[THE PROBLEM]:
Return every one of the rows below word for word, with nothing added or changed.

################

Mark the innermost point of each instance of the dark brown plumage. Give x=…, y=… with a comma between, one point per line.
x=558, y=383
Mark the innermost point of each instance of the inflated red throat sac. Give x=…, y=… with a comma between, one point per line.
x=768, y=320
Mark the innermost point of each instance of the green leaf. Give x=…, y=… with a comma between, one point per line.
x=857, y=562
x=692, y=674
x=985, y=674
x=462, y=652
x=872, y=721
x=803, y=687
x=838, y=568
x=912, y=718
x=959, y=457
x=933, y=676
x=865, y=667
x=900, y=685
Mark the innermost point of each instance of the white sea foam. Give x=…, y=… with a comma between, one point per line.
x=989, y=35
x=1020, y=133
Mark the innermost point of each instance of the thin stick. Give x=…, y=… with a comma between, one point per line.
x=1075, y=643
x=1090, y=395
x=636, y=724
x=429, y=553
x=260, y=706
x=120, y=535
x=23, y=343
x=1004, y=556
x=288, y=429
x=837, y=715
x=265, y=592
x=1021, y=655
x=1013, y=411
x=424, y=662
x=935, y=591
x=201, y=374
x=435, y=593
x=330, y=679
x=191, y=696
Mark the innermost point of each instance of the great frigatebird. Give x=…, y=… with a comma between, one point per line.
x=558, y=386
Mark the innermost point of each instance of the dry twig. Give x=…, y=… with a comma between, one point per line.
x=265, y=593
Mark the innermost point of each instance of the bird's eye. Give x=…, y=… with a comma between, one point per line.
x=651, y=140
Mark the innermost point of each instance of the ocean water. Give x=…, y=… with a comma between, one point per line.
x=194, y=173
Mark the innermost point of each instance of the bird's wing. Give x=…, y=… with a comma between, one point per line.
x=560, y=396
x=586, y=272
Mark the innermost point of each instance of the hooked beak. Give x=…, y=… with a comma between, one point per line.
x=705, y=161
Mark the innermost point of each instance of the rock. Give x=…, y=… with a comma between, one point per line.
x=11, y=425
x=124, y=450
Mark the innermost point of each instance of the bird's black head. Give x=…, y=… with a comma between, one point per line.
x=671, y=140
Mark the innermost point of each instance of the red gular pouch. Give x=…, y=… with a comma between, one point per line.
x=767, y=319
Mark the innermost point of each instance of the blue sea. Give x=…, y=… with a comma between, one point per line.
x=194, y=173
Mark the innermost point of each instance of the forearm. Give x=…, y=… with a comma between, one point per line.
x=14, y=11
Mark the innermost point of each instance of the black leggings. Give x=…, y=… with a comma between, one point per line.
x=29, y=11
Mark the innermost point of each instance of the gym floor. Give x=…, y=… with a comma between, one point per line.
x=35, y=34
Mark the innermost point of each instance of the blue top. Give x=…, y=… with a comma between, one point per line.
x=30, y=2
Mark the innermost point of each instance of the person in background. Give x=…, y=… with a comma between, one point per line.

################

[COMPLETE OUTPUT]:
Mark the innermost point of each instance of the dark brown plumage. Give x=…, y=… with a comma between, one point per line.
x=558, y=383
Mark the innermost point of each instance of the inflated red throat sac. Give x=…, y=… with a comma between, one point per line.
x=768, y=320
Mark the innermost point of each instance of the green leaf. Give x=…, y=… with a comma between, one point per line.
x=857, y=562
x=692, y=674
x=985, y=674
x=462, y=652
x=872, y=721
x=803, y=687
x=838, y=568
x=912, y=718
x=959, y=457
x=933, y=676
x=865, y=667
x=900, y=685
Mark the innermost point of each instance of the white sea foam. Give x=…, y=… with a comma between, one point per line.
x=989, y=35
x=1020, y=133
Mark the innermost point of each instance of the thin stick. Give x=…, y=… with a comma between, one point per line.
x=1075, y=643
x=1090, y=395
x=636, y=724
x=429, y=553
x=260, y=706
x=120, y=535
x=23, y=343
x=1004, y=556
x=288, y=429
x=837, y=715
x=265, y=592
x=1021, y=655
x=1013, y=411
x=424, y=662
x=935, y=591
x=201, y=374
x=435, y=593
x=330, y=679
x=191, y=696
Mark the innermost point of each instance of the great frigatebird. Give x=…, y=… with a comma between, one point per line.
x=558, y=386
Mark the innermost point of each instance of the dry twig. Give x=…, y=… with a comma between, one point per line.
x=265, y=593
Mark the innermost point of each instance of the bird's eye. Give x=…, y=… with a comma between, one point per line.
x=651, y=140
Mark the innermost point of each instance of the ocean water. Give x=…, y=… with a comma between, one point per line.
x=194, y=173
Mark the innermost point of each instance of the bird's wing. Give x=…, y=… with a comma between, one point per line.
x=560, y=396
x=586, y=272
Mark the innermost point of each instance of the hooked beak. Give x=…, y=… with a comma between, one point per line.
x=705, y=161
Mark the innermost point of each instance of the rock. Give x=…, y=… with a comma between, one point per line.
x=11, y=425
x=124, y=450
Mark the innermost point of each instance of the bird's black head. Give x=…, y=… with a comma between, one point per line.
x=671, y=140
Mark the innermost point of each instance of the red gular pouch. Give x=…, y=… with a comma between, one point per line.
x=767, y=319
Mark the innermost point of each instance of the blue sea. Give x=…, y=… with a comma between, one point per line.
x=194, y=173
Mark the innermost point of each instance of the forearm. Give x=…, y=… with a comma between, one point per line.
x=14, y=11
Mark the innermost point of each instance of the black leggings. Give x=…, y=… with a comma between, one point per line.
x=29, y=11
Mark the innermost point of each instance of the gym floor. Give x=…, y=… with a comma between, one point per line.
x=35, y=34
Mark the innermost point of each instance of the blue top. Give x=…, y=… with a comma between, one point per line.
x=30, y=2
Mark the innermost point of each instance of the person in background. Give x=…, y=… with a comma between, one point per line.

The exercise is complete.